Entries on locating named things
-- START --

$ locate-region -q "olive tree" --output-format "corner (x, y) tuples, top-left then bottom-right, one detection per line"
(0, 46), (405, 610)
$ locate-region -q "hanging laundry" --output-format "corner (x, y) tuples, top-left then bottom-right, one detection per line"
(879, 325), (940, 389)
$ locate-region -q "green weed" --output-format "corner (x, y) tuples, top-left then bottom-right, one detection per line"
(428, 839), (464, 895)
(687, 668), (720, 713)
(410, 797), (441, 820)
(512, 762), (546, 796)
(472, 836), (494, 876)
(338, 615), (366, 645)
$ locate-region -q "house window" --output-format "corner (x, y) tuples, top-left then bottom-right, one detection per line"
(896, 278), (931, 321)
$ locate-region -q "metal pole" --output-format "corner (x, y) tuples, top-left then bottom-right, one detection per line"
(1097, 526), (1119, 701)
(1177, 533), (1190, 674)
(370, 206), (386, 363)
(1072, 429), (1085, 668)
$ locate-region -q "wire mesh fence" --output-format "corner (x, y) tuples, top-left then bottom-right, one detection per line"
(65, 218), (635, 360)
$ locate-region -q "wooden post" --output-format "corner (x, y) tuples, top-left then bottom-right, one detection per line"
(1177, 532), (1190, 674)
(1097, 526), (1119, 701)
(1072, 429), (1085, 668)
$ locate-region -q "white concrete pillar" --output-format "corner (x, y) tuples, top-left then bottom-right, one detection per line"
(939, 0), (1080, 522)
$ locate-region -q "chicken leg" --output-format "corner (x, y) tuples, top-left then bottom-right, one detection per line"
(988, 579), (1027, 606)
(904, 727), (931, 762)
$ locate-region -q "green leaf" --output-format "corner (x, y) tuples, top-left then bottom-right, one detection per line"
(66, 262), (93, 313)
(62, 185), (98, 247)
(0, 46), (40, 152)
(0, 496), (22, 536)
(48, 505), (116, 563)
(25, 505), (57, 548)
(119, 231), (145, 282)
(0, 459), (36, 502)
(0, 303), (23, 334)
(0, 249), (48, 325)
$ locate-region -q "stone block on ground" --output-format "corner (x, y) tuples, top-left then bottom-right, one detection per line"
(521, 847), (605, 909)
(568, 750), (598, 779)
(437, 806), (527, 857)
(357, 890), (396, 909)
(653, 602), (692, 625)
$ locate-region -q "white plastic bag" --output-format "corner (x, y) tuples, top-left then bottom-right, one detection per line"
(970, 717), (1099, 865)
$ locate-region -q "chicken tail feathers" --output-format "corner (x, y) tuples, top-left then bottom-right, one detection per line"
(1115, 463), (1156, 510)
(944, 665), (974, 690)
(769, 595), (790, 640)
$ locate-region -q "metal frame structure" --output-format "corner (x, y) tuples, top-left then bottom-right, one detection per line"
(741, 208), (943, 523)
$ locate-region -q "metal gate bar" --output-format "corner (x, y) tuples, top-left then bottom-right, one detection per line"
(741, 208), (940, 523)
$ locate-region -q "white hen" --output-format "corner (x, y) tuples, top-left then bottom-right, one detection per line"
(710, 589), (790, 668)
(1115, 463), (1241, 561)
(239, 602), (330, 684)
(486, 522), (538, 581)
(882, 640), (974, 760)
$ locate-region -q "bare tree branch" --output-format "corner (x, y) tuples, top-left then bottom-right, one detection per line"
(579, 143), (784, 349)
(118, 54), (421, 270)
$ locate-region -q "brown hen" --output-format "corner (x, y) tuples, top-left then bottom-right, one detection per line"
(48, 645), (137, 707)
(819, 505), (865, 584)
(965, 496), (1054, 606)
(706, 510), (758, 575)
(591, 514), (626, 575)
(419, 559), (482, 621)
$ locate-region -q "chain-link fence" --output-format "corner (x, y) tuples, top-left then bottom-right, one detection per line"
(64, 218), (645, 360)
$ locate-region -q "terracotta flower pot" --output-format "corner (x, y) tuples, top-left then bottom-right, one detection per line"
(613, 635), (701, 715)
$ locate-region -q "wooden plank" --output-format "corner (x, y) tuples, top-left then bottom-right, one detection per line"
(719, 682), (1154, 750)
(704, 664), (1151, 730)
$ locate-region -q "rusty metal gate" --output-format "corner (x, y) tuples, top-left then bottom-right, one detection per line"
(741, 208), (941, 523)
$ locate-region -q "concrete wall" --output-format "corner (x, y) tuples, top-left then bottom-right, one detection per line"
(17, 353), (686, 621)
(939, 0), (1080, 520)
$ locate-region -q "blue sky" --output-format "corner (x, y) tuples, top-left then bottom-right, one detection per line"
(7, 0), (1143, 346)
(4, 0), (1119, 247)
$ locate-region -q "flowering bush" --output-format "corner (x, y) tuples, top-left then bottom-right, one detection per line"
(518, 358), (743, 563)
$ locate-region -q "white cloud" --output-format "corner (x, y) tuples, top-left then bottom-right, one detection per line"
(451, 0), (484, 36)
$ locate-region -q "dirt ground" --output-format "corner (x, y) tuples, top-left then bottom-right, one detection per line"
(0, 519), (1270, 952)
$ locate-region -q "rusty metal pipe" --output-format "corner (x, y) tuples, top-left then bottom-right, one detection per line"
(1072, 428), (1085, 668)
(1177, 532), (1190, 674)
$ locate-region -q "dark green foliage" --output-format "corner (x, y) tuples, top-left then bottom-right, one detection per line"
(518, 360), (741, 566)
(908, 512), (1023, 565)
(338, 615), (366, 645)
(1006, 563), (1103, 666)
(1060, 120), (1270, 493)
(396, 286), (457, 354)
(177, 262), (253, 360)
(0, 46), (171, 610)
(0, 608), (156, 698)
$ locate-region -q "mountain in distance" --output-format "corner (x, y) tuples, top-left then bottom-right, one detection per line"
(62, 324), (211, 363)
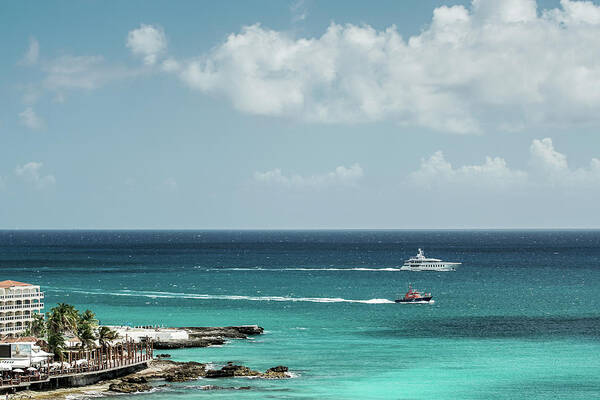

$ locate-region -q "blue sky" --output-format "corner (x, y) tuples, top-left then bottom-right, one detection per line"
(0, 0), (600, 229)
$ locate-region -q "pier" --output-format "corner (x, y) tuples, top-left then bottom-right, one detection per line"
(0, 340), (154, 393)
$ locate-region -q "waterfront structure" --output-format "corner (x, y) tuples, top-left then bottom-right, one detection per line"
(0, 281), (44, 336)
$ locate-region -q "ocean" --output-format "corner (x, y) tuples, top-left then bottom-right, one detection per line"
(0, 230), (600, 400)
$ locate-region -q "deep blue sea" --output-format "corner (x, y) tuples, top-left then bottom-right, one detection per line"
(0, 230), (600, 400)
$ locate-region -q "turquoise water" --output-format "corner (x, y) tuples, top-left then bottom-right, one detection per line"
(0, 231), (600, 400)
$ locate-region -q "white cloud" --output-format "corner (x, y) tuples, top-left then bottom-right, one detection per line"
(409, 138), (600, 189)
(19, 36), (40, 66)
(164, 0), (600, 133)
(19, 107), (45, 129)
(127, 24), (167, 65)
(254, 164), (364, 189)
(410, 151), (527, 189)
(15, 161), (56, 189)
(44, 55), (138, 91)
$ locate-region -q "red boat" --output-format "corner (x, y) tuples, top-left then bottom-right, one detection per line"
(396, 284), (433, 304)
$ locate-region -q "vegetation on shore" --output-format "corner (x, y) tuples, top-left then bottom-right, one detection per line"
(24, 303), (119, 358)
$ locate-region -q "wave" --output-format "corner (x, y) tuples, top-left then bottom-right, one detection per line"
(202, 267), (401, 272)
(50, 289), (394, 304)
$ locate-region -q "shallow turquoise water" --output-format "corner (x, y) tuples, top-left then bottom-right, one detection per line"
(0, 231), (600, 399)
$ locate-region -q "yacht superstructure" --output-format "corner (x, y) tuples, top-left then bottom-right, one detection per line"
(400, 249), (461, 271)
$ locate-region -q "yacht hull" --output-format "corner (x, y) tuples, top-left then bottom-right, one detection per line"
(395, 296), (433, 304)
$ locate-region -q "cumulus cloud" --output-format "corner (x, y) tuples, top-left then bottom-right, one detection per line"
(164, 0), (600, 133)
(127, 24), (167, 65)
(254, 164), (364, 189)
(529, 138), (600, 187)
(409, 138), (600, 189)
(410, 151), (527, 188)
(44, 55), (138, 91)
(19, 37), (40, 66)
(19, 107), (44, 130)
(15, 161), (56, 189)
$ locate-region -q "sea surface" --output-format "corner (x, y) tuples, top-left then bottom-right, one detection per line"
(0, 230), (600, 400)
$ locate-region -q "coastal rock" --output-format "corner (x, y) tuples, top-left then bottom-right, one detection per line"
(261, 365), (290, 379)
(162, 361), (207, 382)
(154, 325), (264, 350)
(108, 381), (152, 393)
(265, 365), (289, 373)
(121, 376), (148, 383)
(206, 368), (234, 378)
(154, 336), (225, 350)
(200, 385), (252, 390)
(221, 361), (260, 376)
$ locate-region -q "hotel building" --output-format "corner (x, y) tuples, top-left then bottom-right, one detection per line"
(0, 281), (44, 336)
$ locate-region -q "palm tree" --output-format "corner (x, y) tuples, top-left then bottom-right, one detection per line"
(46, 309), (65, 357)
(50, 303), (79, 335)
(75, 310), (98, 349)
(98, 326), (119, 347)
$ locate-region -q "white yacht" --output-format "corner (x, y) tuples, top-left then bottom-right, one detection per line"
(400, 249), (461, 271)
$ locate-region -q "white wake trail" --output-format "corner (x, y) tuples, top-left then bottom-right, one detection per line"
(56, 289), (394, 304)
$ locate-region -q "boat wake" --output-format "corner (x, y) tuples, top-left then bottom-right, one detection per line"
(51, 289), (394, 304)
(202, 267), (401, 272)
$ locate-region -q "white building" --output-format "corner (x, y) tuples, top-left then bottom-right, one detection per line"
(0, 281), (44, 336)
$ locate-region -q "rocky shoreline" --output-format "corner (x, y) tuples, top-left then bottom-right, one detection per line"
(154, 325), (264, 350)
(10, 360), (292, 400)
(11, 325), (292, 400)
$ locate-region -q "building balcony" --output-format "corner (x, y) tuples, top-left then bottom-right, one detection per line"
(0, 326), (26, 333)
(0, 314), (34, 323)
(0, 292), (44, 300)
(0, 303), (44, 311)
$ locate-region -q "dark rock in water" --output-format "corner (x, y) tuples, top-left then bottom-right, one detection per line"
(261, 365), (290, 379)
(162, 361), (206, 382)
(266, 365), (289, 372)
(200, 385), (227, 390)
(154, 325), (264, 350)
(121, 376), (148, 383)
(221, 362), (260, 376)
(206, 369), (234, 378)
(200, 385), (252, 390)
(108, 381), (152, 393)
(225, 325), (265, 336)
(154, 335), (225, 350)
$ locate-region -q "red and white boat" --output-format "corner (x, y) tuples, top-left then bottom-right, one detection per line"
(396, 284), (434, 304)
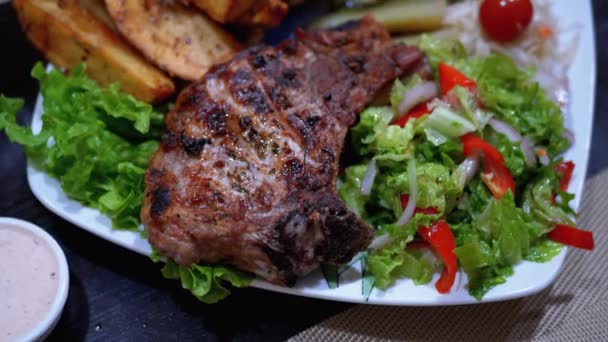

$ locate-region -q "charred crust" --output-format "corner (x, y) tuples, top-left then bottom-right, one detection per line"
(251, 54), (268, 69)
(287, 114), (318, 146)
(150, 187), (171, 218)
(207, 108), (228, 134)
(161, 129), (179, 149)
(269, 87), (292, 110)
(264, 246), (298, 287)
(343, 56), (366, 74)
(180, 131), (211, 156)
(230, 69), (272, 114)
(281, 158), (303, 180)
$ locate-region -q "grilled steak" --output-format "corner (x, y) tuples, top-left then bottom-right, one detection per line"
(142, 18), (423, 285)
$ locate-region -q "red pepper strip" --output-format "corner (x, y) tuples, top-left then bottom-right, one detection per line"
(393, 101), (431, 128)
(418, 219), (458, 293)
(407, 240), (431, 250)
(439, 63), (477, 95)
(401, 195), (457, 293)
(555, 161), (574, 191)
(460, 134), (515, 199)
(547, 224), (595, 251)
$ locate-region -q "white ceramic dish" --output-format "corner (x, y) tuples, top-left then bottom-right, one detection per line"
(27, 0), (596, 306)
(0, 217), (70, 342)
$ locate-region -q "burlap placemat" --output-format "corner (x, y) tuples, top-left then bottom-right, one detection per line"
(290, 170), (608, 342)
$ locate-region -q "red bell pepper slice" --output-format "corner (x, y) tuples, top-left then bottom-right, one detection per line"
(401, 195), (458, 293)
(555, 161), (574, 192)
(393, 101), (431, 128)
(418, 219), (458, 293)
(547, 224), (595, 251)
(439, 63), (477, 95)
(460, 134), (515, 199)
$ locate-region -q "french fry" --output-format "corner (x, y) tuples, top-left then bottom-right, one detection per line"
(13, 0), (175, 102)
(105, 0), (241, 81)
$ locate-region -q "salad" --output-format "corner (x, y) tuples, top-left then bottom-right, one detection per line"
(339, 37), (593, 299)
(0, 2), (593, 303)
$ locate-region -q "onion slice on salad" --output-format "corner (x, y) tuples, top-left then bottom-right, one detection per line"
(396, 159), (418, 226)
(396, 81), (437, 119)
(361, 159), (378, 196)
(368, 233), (393, 249)
(488, 118), (536, 167)
(458, 153), (479, 185)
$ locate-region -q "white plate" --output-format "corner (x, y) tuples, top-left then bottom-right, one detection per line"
(27, 0), (595, 306)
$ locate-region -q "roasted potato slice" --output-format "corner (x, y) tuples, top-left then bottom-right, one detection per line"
(190, 0), (259, 24)
(235, 0), (289, 27)
(106, 0), (241, 81)
(13, 0), (175, 102)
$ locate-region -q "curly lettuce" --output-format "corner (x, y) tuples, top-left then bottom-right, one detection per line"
(0, 64), (163, 231)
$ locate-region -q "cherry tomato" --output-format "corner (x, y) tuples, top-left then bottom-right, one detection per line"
(479, 0), (534, 43)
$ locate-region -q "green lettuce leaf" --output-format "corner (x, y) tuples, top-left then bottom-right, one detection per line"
(161, 260), (254, 304)
(418, 35), (568, 155)
(0, 64), (162, 231)
(390, 74), (423, 112)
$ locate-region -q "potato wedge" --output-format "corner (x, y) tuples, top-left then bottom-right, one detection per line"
(235, 0), (289, 28)
(106, 0), (241, 81)
(191, 0), (259, 24)
(13, 0), (175, 102)
(76, 0), (118, 33)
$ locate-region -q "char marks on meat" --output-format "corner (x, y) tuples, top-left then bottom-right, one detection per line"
(142, 18), (423, 285)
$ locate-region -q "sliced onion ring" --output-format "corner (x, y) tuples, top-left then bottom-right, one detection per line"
(458, 153), (479, 185)
(488, 118), (536, 167)
(396, 159), (418, 226)
(396, 81), (438, 119)
(361, 159), (378, 196)
(368, 234), (393, 249)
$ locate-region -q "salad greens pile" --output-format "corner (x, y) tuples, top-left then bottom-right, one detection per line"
(0, 64), (253, 303)
(338, 36), (574, 299)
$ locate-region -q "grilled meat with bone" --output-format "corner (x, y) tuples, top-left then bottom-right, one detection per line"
(142, 18), (423, 285)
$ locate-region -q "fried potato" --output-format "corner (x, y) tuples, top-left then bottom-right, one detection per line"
(235, 0), (289, 27)
(105, 0), (241, 81)
(13, 0), (175, 102)
(191, 0), (259, 24)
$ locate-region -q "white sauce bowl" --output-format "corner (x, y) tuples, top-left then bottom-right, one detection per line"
(0, 217), (70, 341)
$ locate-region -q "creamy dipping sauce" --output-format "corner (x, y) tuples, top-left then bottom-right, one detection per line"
(0, 223), (59, 341)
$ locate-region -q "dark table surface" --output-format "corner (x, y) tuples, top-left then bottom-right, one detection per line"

-- END --

▶ **GIVEN INSTRUCTION**: Report how many lines of the material contain the string "sauce". Give only the number.

▶ **FULL OUTPUT**: 2